▶ **SOURCE PASSAGE**
(begin)
Forbes Magazine recently picked Exxon Mobil Corp as its "Green Company of the Year." Forbes praised Exxon for putting "$600 million into algae farms that would turn sunlight into automotive fuel," and for the company’s increased drilling for natural gas. Exxon has almost completed a $30 billion project to "develop the world’s biggest natural gas field" in Qatar. When completed, the project in Qatar will make Exxon the world’s biggest producer of natural gas by a company that is not government controlled.

Exxon, the world’s largest publicly traded oil and natural gas company, pled guilty in a Denver federal court to killing migratory birds in five states. Exxon agreed to pay $600,000, $400,000 in fines and $200,000 in community service payments, and has already spent over $2.5 million to create a plan to prevent bird deaths at its facilities. Most of the birds died from exposure to hydrocarbons) in uncovered natural gas well reserve pits and waste water storage facilities.
(end)
(Dataset items)
(begin)
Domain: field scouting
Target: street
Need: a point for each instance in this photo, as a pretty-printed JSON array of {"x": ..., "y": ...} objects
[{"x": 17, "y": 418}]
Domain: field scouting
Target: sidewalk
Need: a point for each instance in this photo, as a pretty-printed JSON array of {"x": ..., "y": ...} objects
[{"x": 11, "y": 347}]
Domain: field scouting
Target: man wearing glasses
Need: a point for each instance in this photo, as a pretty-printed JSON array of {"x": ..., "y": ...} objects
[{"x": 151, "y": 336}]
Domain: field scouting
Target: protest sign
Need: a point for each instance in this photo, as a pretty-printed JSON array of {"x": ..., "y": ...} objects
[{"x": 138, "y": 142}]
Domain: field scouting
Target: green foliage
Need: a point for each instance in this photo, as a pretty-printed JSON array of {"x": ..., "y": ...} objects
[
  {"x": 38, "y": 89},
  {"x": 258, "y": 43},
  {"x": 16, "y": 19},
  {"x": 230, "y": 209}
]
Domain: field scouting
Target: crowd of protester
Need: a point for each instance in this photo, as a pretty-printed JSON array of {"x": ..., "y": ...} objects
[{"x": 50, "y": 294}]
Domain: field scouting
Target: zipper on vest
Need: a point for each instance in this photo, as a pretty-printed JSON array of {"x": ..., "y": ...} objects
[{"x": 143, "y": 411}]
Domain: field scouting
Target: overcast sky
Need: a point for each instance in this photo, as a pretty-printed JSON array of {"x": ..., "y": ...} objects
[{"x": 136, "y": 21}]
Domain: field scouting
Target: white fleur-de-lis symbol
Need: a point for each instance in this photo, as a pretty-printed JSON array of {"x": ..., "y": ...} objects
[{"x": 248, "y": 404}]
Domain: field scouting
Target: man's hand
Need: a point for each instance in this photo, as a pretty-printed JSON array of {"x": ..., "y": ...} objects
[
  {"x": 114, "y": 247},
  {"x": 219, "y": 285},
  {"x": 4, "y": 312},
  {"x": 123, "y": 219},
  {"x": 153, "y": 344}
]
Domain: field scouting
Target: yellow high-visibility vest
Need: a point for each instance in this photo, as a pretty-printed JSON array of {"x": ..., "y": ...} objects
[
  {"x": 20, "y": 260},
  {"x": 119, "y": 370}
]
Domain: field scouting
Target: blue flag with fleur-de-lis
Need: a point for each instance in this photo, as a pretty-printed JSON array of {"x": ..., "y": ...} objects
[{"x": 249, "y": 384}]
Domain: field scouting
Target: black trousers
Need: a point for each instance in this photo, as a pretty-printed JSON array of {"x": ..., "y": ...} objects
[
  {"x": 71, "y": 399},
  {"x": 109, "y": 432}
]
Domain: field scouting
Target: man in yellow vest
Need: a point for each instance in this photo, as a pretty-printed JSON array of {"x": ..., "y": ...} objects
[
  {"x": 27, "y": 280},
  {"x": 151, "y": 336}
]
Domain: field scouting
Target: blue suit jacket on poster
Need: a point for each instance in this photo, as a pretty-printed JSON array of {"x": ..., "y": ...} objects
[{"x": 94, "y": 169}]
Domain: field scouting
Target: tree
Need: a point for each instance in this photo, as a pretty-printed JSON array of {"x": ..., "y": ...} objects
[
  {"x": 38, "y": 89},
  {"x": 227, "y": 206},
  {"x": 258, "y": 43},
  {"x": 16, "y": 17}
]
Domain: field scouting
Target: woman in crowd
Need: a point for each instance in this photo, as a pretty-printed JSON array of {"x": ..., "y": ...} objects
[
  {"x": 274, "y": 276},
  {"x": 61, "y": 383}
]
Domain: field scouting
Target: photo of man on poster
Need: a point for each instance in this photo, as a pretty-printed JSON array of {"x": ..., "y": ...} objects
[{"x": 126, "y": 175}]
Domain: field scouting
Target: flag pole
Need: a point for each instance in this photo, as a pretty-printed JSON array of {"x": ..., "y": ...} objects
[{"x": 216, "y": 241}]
(end)
▶ **CHALLENGES**
• a. Identify and copy in full every line of the records that contains the word "vest".
• b. Continue the passage about Exxon Mobil from its final sentence onward.

▶ **RESPONSES BY TASK**
• a.
Target: zipper on vest
Target: yellow high-visibility vest
Target: man in yellow vest

• b.
Exxon is still funding lobby groups that question climate change, according to an analysis by the Grantham Research Institute on Climate Change and the Environment, at the London School of Economics. The analysis cited Exxon’s 2008 Worldwide Contributions and Community Investments. The lobby groups that Exxon funded in 2008 include the National Center for Policy Analysis (NCPA), which received $75,000, and the Heritage Foundation, which received $50,000.

Bob Ward, policy and communications director for Grantham, said NCPA and Heritage Foundation published "misleading and inaccurate information about climate change." Ward added, "ExxonMobil has been briefing journalists for three years that they were going to stop funding these groups. The reality is that they are still doing it. If the world’s largest oil company wants to fund climate change denial then it should be upfront about it, and not tell people it has stopped."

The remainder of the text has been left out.